Begin at the line that contains "TARGET = wooden tree stake" and stop after the last of the rows below. Give back only those lines, requests included, with each answer coordinate multiplied by 2.2 and rounded to a whole number (halves rounded up).

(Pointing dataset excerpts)
━━━━━━━━

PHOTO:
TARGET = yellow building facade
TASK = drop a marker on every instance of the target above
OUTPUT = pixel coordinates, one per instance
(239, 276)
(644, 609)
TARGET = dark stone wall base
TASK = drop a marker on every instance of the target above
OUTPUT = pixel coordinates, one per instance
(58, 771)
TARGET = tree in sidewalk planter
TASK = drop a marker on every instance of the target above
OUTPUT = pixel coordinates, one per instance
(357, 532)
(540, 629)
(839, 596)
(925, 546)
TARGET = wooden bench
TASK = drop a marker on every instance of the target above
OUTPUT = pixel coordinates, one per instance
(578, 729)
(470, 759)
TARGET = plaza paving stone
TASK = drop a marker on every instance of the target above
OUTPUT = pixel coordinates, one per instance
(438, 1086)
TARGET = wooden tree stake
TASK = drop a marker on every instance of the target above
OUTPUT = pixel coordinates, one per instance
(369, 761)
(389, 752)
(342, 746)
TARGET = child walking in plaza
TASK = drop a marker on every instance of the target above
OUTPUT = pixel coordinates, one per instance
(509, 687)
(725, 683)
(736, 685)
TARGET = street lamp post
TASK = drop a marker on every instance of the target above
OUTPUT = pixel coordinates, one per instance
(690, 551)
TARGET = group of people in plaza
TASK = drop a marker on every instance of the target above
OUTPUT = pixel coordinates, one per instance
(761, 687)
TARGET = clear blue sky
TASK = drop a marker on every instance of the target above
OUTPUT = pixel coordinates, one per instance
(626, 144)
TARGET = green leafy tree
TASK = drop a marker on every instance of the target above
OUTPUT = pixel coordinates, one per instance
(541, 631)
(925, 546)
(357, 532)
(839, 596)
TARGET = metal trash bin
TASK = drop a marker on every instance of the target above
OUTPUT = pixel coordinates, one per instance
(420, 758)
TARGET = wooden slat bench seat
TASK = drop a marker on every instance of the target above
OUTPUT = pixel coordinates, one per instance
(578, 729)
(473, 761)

━━━━━━━━

◆ SOLUTION BELOW:
TARGET = wooden tree stake
TASK = drop a marker on every instance of the target above
OUTPUT = pixel coordinates, one per instance
(812, 1674)
(856, 1654)
(752, 1641)
TARGET = child walking in plaza
TASK = drop a marker on every instance of the target above
OUTPUT = pixel coordinates, one per instance
(1120, 1511)
(1595, 1503)
(1619, 1507)
TARGET = street lamp post
TASK = drop a marker on every instance of the target above
OUTPUT = pixel coordinates, one per instance
(1518, 1212)
TARGET = group of people in plaza
TASK = drop a marker on every instance of the target above
OUTPUT = pixel coordinates, one per instance
(1674, 1511)
TARGET = clear blue sky
TASK = drop a marker on every instance of the target above
OUTPUT = pixel coordinates, one per instance
(1377, 317)
TARGET = green leafy tree
TASK = drop a marker on every instance of the target above
OUTPUT = pixel coordinates, one per instance
(1190, 1388)
(2035, 1201)
(785, 1170)
(1846, 1311)
TARGET = metal trash bin
TASK = drop a marker on every instance of the target above
OUTPUT = pixel coordinates, one per instance
(924, 1668)
TARGET = wooden slat bench seat
TASK = drop a marker on every instance of the target above
OUTPUT = pixel coordinates, one per instance
(1272, 1604)
(1041, 1674)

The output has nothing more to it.